#### WHAT YOU ARE ASKED TO DO:
Please lay out the data below as a JSON list of strings, one string for each line, with blank lines left out.

#### DATASET RECORDS:
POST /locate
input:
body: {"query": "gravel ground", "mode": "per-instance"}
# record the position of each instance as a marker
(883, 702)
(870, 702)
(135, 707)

#### TASK SOLUTION:
[
  "POST /locate",
  "input:",
  "body: {\"query\": \"gravel ground\", \"mode\": \"per-instance\"}",
  "# record the position of each instance as a marker",
  "(883, 702)",
  "(870, 702)",
  "(135, 707)"
]